### Prompt
Output every entry exactly as written.

----------

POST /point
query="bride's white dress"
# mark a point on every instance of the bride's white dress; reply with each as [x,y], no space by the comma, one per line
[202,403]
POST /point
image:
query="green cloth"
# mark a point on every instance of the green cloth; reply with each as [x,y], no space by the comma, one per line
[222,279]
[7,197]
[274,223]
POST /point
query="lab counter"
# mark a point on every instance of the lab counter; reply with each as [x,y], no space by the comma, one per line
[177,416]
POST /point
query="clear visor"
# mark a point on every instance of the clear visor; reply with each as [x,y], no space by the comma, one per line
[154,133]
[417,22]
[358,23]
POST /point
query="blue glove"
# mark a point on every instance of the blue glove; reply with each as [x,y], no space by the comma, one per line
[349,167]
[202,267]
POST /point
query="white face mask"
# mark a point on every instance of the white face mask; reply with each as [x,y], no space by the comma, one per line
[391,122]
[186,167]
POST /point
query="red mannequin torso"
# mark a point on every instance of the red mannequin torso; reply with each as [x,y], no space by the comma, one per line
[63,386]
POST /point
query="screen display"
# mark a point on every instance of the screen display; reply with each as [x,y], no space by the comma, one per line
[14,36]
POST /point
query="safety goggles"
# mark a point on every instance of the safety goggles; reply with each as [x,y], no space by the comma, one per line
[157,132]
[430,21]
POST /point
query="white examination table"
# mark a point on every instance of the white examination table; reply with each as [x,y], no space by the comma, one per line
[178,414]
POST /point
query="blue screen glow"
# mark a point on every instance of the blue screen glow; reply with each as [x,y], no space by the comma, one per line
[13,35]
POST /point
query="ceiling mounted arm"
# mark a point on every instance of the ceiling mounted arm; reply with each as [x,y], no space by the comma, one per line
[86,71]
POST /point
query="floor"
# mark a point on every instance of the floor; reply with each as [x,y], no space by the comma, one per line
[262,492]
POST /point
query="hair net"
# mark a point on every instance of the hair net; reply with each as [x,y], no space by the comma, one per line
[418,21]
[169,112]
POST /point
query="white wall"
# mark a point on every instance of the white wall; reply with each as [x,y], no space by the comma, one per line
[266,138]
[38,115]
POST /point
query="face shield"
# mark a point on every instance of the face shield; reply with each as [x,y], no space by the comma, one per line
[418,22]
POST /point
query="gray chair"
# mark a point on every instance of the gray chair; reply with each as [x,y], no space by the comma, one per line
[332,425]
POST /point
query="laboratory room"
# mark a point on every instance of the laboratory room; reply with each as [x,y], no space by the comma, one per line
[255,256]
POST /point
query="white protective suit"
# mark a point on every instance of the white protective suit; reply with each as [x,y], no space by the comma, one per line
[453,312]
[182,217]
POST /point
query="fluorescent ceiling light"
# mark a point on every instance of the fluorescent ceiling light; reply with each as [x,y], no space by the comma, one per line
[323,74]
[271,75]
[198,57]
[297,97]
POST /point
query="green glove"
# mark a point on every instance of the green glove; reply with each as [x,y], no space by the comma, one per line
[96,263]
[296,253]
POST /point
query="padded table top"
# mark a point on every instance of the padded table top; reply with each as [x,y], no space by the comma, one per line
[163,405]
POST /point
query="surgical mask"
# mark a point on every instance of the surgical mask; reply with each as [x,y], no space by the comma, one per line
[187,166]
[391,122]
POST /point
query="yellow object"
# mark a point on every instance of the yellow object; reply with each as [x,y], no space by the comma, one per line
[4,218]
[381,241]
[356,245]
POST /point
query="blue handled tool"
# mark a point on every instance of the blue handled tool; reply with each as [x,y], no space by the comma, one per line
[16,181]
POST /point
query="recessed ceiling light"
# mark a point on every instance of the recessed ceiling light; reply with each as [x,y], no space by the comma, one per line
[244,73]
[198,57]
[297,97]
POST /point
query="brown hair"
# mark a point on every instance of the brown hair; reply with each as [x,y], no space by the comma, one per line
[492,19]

----------

### Full answer
POST /point
query="bride's white dress"
# mark a point on every instance of the bride's white dress; reply with each as [x,y], no space by the comma, one per line
[202,403]
POST /point
image:
query="green cloth"
# mark a point on every instance of the green cloth; reply with each as [x,y], no space by the comma, one per line
[222,279]
[7,197]
[274,223]
POST /point
query="lab counter"
# mark a point on every instance of the lab counter; reply with each as [x,y], no space by the comma, one per line
[177,416]
POST /point
query="clear visor"
# mark a point on every instance of the clear visor; reply with each as [x,y], no space by the comma, one per line
[154,133]
[417,22]
[358,23]
POST /point
query="blue glove"
# mark a point on every instance of the blue glove; reply with each as [x,y], no space by the comma, one per line
[349,167]
[202,267]
POST /point
query="white face mask"
# mark a point on every instance of the white face mask; reply with each as [x,y], no space by the comma, one per line
[391,122]
[186,167]
POST /point
query="red mannequin torso"
# mark a point on every instance of the red mannequin torso; reply with each as [x,y], no space by the comma, one per line
[63,386]
POST /point
query="screen display"
# mark a point on every instance of the screen display; reply with each as [x,y], no space by the comma, one per line
[14,36]
POST /point
query="safety goggles"
# mark a point on every instance of the safety goggles; reply with each as [x,y], no space by the comma, one per line
[157,132]
[430,21]
POST /point
query="white examination table"
# mark a point on every instance of the white examination table; reply with each as [x,y], no space by the comma, one per line
[178,414]
POST /point
query="blue screen glow"
# mark a point on every instance of the blue screen glow; reply with each as [x,y], no space by the comma, one per line
[13,35]
POST /point
query="ceiling mounted arm"
# mark a point on every instance of the ceiling mounted arm; reply with each as [x,y], no space by the comma, one per line
[86,71]
POST /point
query="floor"
# mark a point on every instance of the floor; reply with each as [x,y], no space by the comma, one per line
[262,492]
POST /point
query="hair net"
# mark a point on every instance of the hair net; reply with each as [x,y], no space by the comma, one per line
[418,21]
[169,112]
POST /point
query="white wall"
# mark a point on every instance of the white wall; reply with each as [x,y], no space by the comma, one per line
[266,138]
[38,115]
POST /point
query="face shield"
# mark a point on every instance of the face shield; reply with each as [x,y], no space by the comma, one per line
[418,22]
POST /point
query="gray chair"
# mark a point on every instance of the gray chair; reply with each as [x,y], no space by the comma, one per line
[332,425]
POST /point
query="laboratory room"
# mark a point on every instance of the laboratory room; reply with each as [x,y], no space by the comma, one per line
[255,256]
POST /point
query="white protective suit"
# mark a point on every instance of the white protective suit; reply with each as [x,y], no space by the comma, one per line
[453,312]
[182,217]
POST /point
query="fluorescent ceiling light"
# mark a point on every instance of the fluorescent ceiling light; reply with each as [x,y], no space by the comma, one per line
[323,74]
[271,75]
[198,57]
[297,97]
POST /point
query="green glove"
# mark a point on every instance of the green glove; reply with each as [x,y], no space by the comma, one per line
[96,263]
[296,253]
POST /point
query="padded table top"
# mark a point on every instance of the padded table top; reply with each as [x,y], no space by the comma, one per line
[163,405]
POST /point
query="surgical mask"
# mark a point on every instance of the surgical mask; reply with each as [x,y], no space by the comma, one per line
[187,166]
[391,122]
POST /point
query="yellow object"
# mark a point on every instance of the yellow object; reply with each as [x,y], no space by the comma, one per line
[4,218]
[381,241]
[356,245]
POST /point
query="blue handled tool"
# mark a point on every instance of the blue handled tool; reply with each as [x,y], no space by the comma, one per line
[16,181]
POST /point
query="recessed ceiling light"
# mark a point on every instance of the recessed ceiling light; reply with each as [x,y], no space by the comma, one per line
[244,73]
[198,57]
[297,97]
POST /point
query="brown hair"
# mark a point on every instance of the brown hair; reply with each as [x,y], no space by the comma, one per line
[492,19]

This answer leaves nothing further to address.